> TEXT EXTRACT
[BEGIN]

Halakhic string theory, part 4

A couple of days ago, I said this episode would deal with considered selection of wires and strings – that is to say, how we assess what parts of our halakhic lives are (or should be) immovable, and which parts are more easily adjusted. But then I thought about some stuff, and actually I want to come at that idea via another route.

Mishnah, Rosh haShana, 4:4
Context: the Temple staff have been counting the days and watching the moon, and they know Rosh haShana is due. But they can’t actually get on with the official business of Rosh haShana until they’ve taken official testimony that the new moon has appeared. So they observe Yom Tov just-in-case, and when witnesses turn up, they can make it official. Okay? Onward.

Originally, they used to accept testimony about the new moon all day בראשונה, היו מקבלין עדות החודש כל היום
One time, the witnesses took their time about turning up, and the Priestly Song was messed up [the witnesses arrived too late in the day for them to make it Rosh haShana]. פעם אחת נשתהו העדים מלבוא, ונתקלקלו הלויים בשיר
So they made an enactment: they would only accept testimony about the new month until mincha-time [roughly mid-afternoon]. התקינו שלא יהו מקבלין עדות החודש, אלא עד המנחה
And if witnesses came at or after mincha-time, [that was too bad;] they kept that day as holy [see above; they had kept the day as holy just in case, but it turned out to be not-needed], and the next day was also holy [i.e. the official Rosh haShana, from which they would start to count the calendar and so on]. ואם באו עדים מן המנחה ולמעלן, נוהגים אותו היום קדש ולמחר קדש
After the Temple was destroyed משחרב בית המקדש
Rabban Yohanan ben Zakkai made an enactment: they would accept testimony about the new moon all day. התקין רבן יוחנן בן זכאי, שיהו מקבלין עדות החודש כל היום

I like these Temple examples, by the way, because the taking-away of the Temple was rather like removing a pin from a string-diagram – sudden, and relatively clean-cut.

So, how can we represent this mishnah within the metaphor we’ve been developing? And is that useful?

Originally, they used to accept testimony about the new moon all day which triggered the Priestly Song, which is sort of the trigger for its being properly Rosh haShana.

[END]

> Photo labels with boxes
[BEGIN]

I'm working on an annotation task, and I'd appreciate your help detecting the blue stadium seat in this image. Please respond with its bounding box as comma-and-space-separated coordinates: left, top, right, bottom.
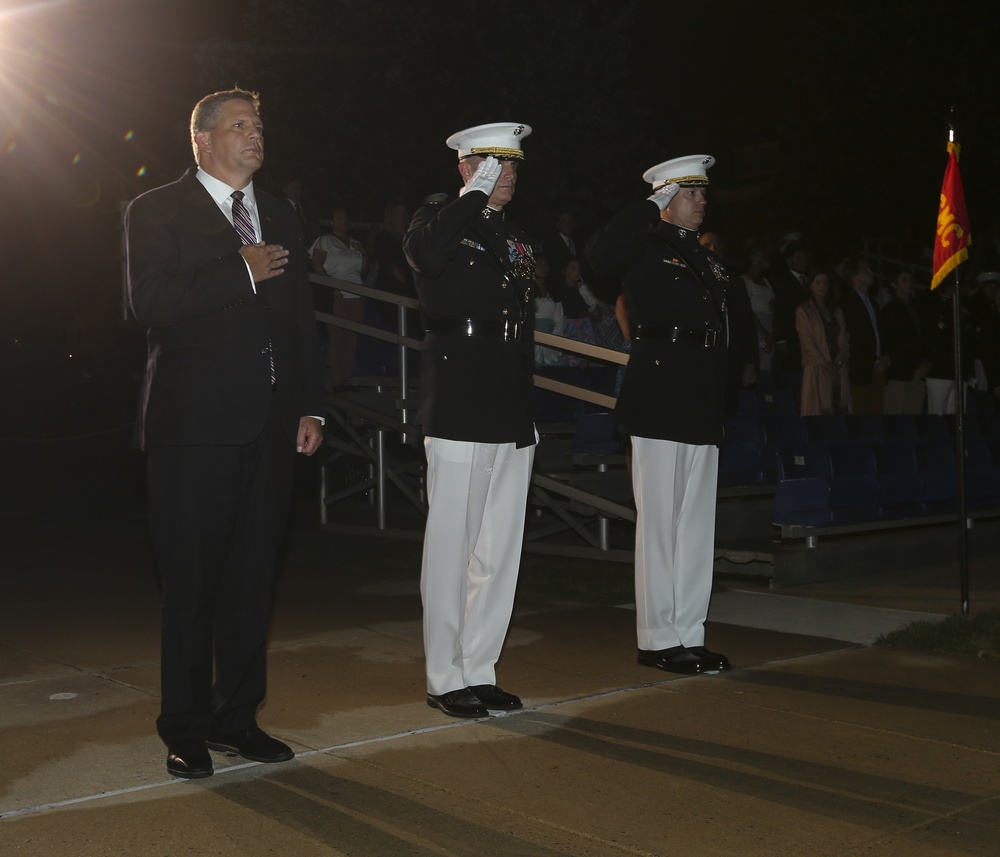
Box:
723, 414, 764, 446
756, 388, 799, 416
965, 437, 1000, 509
914, 437, 958, 512
914, 414, 952, 439
802, 414, 847, 445
761, 414, 809, 447
830, 441, 878, 479
719, 440, 764, 488
573, 411, 621, 455
771, 476, 834, 527
872, 439, 924, 518
882, 414, 920, 440
844, 414, 885, 442
736, 387, 757, 414
778, 442, 833, 481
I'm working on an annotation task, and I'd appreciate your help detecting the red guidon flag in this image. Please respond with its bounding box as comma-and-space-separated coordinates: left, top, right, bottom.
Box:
931, 142, 972, 289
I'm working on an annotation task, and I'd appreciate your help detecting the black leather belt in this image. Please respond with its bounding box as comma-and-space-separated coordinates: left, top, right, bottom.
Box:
635, 324, 722, 348
427, 318, 524, 342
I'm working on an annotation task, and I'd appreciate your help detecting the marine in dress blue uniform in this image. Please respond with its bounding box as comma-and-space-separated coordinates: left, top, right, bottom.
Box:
588, 155, 739, 674
403, 122, 537, 717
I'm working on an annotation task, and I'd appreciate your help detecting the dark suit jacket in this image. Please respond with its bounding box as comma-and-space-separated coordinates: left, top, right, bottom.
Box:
403, 191, 535, 447
587, 200, 732, 445
840, 286, 881, 387
767, 264, 810, 371
878, 295, 926, 381
125, 168, 326, 449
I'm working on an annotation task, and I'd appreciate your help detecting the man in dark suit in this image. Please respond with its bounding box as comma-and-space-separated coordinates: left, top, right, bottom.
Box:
840, 258, 891, 416
126, 90, 325, 777
587, 155, 745, 675
403, 123, 537, 717
542, 211, 583, 282
768, 241, 811, 376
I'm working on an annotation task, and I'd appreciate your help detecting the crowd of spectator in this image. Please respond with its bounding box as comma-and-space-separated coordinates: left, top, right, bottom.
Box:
282, 172, 1000, 416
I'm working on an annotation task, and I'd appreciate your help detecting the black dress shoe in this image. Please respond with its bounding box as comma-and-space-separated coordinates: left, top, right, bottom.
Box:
685, 646, 732, 672
206, 726, 295, 762
469, 684, 524, 711
427, 687, 490, 717
167, 741, 214, 780
639, 646, 706, 675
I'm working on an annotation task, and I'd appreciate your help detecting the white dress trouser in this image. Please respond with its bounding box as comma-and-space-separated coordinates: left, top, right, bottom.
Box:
420, 437, 535, 695
632, 437, 719, 651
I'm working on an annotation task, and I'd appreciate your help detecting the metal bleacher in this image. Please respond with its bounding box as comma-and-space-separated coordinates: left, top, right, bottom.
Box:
310, 274, 635, 562
311, 275, 1000, 577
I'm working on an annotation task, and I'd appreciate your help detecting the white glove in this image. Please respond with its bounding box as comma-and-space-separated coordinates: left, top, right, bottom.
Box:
462, 155, 503, 196
646, 182, 681, 211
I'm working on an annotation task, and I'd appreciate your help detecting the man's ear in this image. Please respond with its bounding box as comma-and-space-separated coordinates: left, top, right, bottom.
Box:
194, 131, 212, 155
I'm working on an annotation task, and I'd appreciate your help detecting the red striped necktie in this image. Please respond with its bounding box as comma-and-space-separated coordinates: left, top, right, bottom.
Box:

[END]

> REQUESTS
1. Please retype the post on halakhic string theory from "A couple of" down to "via another route.".
2. Say how many lines of the records contain the string "white", counting case exactly. Give only the number.

> SOLUTION LIST
1.
A couple of days ago, I said this episode would deal with considered selection of wires and strings – that is to say, how we assess what parts of our halakhic lives are (or should be) immovable, and which parts are more easily adjusted. But then I thought about some stuff, and actually I want to come at that idea via another route.

2. 2